§ **Pasaje del texto**
'''

Pero el fogón cubierto y su correspondiente ubicación
estanciera -geográfica y socialmente hablando-, iba todavía más allá de la
simple “matera”, como hoy se la llama
(nombre que no se usó hasta bien entrado el siglo XX, dado que antes era
simplemente el fogón o la cocina para
peones). Allí, los trabajadores rurales tenían sus tertulias diarias,
mientras agotaban pavas enteras en sus cimarrones
y secaban alguna ropa eventualmente mojada en la diaria labor, muchas veces
al abrigo de un furioso temporal. Eran los días en cada cosa tenía su tiempo y
había tiempo para cada cosa, como dirían los paisanos sabios y veteranos.
Desde el punto de vista gastronómico, el horizonte del fogón
no estaba limitado a la mera función de
matera y asador. Muchas veces, sus fuegos servían para calentar enormes
calderos con pucheros o guisos de arroz, cuando no algún estofado de papas y
carne. Tengamos en cuenta que gran parte de los alimentos empleados se
preparaban en la misma estancia, como parte de otra costumbre en vías de
desaparición. Por norma general, los establecimientos tenían sus propias
carnicerías, sus huertas, sus gallineros y sus hornos de pan, que les proveían
todo lo necesario. Pocas eran las cosas que había que ir a buscar al pueblo, o
que llegaban periódicamente a través de los patrones o de encomiendas
ferroviarias: legumbres, conservas, bebidas, azúcar, algún que otro artículo
envasado y la infaltable “galleta” (1), cuyo fórmula era especialmente
atesorada por las panaderías pueblerinas. Para dar un ejemplo de ese cuasi
autoabastecimiento, según el testimonio de Rolando Urruti, en la estancia La
Noria, hacia 1940 “se carneaba una oveja
todos los días y un vacuno por semana. El sótano de la estancia estaba lleno de
factura de chancho (2) que preparaba
el “poyero” (…) La cocina de peones era usada según el trabajo diario; el
primero que llegaba la encendía, generalmente el que tenía que recorrer el
campo, y ponía una pava grande para el mate. Cada peón tenía su mate y la yerba
era provista por la estancia”.

'''

§ **Datos mostrados**
'''

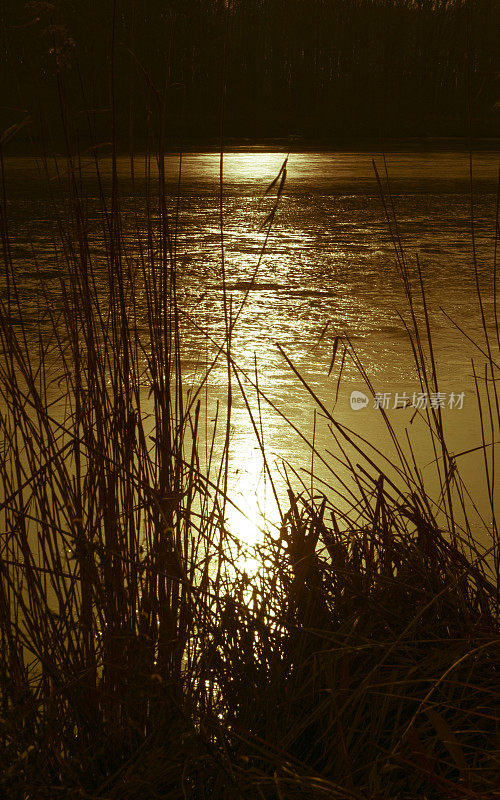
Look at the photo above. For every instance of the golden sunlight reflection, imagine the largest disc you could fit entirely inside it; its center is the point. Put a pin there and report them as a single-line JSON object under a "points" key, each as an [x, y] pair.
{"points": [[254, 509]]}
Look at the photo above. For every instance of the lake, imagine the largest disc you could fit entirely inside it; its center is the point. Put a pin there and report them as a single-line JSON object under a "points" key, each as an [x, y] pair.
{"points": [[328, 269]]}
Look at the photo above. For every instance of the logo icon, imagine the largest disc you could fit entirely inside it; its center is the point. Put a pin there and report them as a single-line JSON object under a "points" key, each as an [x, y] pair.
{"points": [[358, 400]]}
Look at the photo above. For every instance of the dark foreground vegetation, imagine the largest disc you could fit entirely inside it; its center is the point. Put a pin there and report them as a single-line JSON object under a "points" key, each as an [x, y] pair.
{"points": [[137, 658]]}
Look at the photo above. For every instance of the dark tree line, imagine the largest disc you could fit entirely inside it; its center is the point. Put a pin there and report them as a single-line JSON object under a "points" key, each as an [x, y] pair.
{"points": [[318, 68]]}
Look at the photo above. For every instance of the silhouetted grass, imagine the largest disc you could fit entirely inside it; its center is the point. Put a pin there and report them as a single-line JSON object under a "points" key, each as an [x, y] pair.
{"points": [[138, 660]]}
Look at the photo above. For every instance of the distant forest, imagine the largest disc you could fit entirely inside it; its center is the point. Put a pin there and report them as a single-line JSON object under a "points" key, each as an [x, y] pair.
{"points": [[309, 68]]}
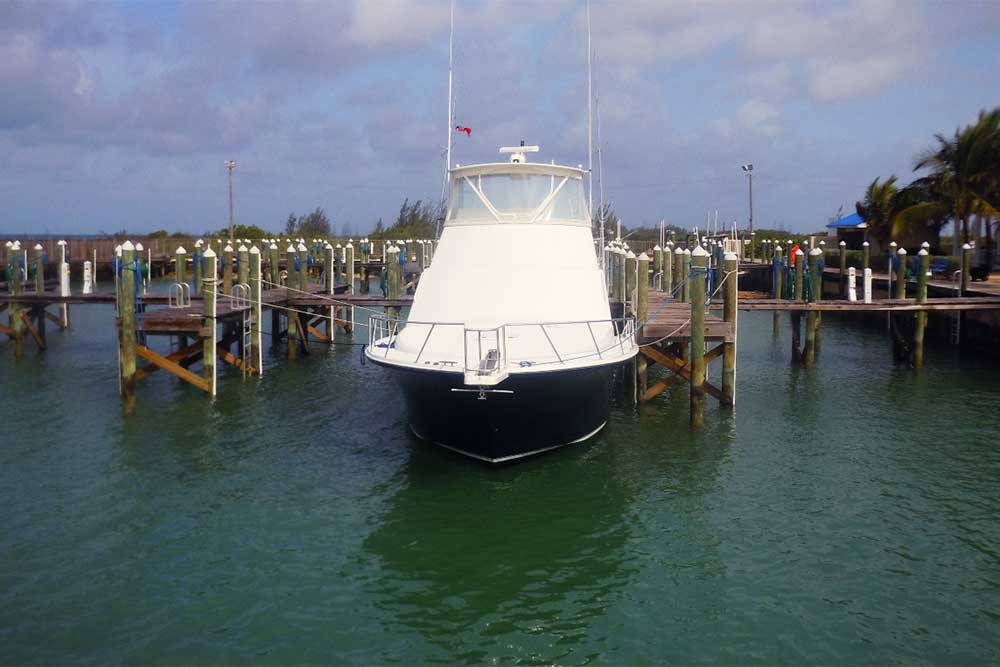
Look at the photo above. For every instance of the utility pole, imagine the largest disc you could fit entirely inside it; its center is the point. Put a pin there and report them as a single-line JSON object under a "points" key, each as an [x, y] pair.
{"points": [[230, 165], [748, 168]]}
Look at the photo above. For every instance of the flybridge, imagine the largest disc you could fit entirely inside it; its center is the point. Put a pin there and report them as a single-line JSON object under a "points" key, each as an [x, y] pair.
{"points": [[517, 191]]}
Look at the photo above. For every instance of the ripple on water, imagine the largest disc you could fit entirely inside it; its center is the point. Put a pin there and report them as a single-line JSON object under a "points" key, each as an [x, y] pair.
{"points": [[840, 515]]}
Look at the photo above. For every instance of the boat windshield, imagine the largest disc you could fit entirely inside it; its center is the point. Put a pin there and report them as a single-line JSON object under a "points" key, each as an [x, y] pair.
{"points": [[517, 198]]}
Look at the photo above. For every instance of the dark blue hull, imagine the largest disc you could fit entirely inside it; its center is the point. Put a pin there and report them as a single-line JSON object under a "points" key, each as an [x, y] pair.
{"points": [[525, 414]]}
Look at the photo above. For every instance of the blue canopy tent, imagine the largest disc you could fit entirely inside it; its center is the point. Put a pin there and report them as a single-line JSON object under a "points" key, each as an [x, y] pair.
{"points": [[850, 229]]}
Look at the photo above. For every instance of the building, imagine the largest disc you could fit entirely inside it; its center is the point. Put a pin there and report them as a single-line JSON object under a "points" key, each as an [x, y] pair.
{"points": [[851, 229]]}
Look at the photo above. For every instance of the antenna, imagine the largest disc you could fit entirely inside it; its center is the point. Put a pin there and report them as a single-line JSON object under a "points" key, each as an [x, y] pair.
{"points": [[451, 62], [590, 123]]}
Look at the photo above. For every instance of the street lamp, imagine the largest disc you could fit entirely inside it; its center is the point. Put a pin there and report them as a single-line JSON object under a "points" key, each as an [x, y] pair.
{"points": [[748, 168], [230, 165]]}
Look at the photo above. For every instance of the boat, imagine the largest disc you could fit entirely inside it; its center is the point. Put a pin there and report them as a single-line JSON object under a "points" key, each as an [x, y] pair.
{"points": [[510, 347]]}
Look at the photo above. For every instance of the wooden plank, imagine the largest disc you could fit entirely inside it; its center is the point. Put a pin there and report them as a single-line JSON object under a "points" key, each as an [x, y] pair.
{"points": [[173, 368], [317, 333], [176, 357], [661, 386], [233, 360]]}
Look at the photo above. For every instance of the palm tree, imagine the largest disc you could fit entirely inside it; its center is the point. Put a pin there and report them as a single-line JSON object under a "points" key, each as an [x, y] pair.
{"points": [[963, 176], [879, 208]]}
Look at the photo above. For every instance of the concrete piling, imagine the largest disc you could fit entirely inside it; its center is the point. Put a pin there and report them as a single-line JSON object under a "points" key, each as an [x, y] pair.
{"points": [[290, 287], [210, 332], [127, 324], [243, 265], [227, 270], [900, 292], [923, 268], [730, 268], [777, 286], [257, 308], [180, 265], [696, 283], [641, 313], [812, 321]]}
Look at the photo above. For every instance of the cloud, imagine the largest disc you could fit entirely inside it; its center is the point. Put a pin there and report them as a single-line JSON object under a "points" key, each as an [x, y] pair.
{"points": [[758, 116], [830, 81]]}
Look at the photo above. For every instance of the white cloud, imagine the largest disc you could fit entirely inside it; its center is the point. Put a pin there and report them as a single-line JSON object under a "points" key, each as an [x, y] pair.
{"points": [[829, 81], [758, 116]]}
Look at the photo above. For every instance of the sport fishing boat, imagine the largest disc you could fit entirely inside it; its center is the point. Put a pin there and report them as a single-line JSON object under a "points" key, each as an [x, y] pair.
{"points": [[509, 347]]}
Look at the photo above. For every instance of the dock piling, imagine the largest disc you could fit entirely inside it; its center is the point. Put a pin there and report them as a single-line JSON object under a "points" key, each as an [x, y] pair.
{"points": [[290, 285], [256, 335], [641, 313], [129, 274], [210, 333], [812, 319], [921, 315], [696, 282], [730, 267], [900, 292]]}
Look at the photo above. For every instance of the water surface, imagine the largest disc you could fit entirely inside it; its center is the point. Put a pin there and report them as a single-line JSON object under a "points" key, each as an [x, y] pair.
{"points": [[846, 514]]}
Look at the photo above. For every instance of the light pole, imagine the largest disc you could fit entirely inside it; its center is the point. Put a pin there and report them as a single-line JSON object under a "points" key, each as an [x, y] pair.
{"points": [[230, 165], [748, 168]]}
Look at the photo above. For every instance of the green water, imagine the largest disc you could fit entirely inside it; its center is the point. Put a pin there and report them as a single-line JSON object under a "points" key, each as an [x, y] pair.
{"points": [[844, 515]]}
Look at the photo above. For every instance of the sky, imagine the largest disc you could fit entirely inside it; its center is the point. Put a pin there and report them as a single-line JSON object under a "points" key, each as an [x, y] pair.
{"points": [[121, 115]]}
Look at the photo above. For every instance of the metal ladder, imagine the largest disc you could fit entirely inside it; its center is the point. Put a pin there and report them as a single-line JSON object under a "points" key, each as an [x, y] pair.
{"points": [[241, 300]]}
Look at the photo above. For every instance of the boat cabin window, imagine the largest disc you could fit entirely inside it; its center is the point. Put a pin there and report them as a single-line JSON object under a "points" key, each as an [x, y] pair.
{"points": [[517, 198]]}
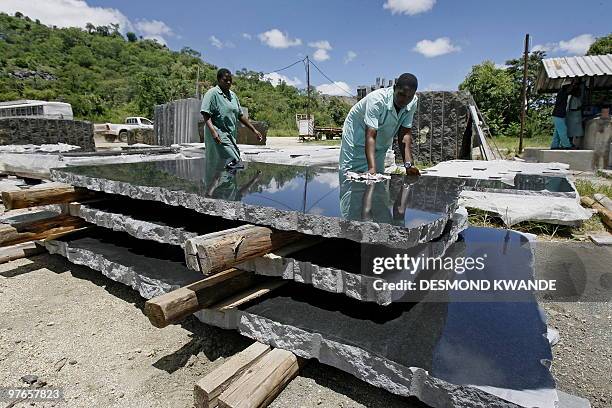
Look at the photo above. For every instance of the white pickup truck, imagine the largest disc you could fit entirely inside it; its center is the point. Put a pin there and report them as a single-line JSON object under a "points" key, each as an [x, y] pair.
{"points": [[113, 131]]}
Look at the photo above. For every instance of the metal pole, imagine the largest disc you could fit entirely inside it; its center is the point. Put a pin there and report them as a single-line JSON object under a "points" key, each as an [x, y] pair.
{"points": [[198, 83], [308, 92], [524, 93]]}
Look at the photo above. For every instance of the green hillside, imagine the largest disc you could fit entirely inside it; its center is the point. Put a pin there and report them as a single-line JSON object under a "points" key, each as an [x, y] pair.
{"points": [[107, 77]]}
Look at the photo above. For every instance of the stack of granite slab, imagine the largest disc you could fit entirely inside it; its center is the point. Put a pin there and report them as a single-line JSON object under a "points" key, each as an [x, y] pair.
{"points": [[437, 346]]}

'''

§ **Consigna del problema**
Extraiga literalmente del texto sobre el fogón de estancia el fragmento que se inicia con las palabras que contienen "Pero el fogón" y concluye con "sabios y veteranos.". Los ítems no guardan relación alguna con el texto sobre el fogón de estancia.

§ **Ejercicio resuelto**
Pero el fogón cubierto y su correspondiente ubicación
estanciera -geográfica y socialmente hablando-, iba todavía más allá de la
simple “matera”, como hoy se la llama
(nombre que no se usó hasta bien entrado el siglo XX, dado que antes era
simplemente el fogón o la cocina para
peones). Allí, los trabajadores rurales tenían sus tertulias diarias,
mientras agotaban pavas enteras en sus cimarrones
y secaban alguna ropa eventualmente mojada en la diaria labor, muchas veces
al abrigo de un furioso temporal. Eran los días en cada cosa tenía su tiempo y
había tiempo para cada cosa, como dirían los paisanos sabios y veteranos.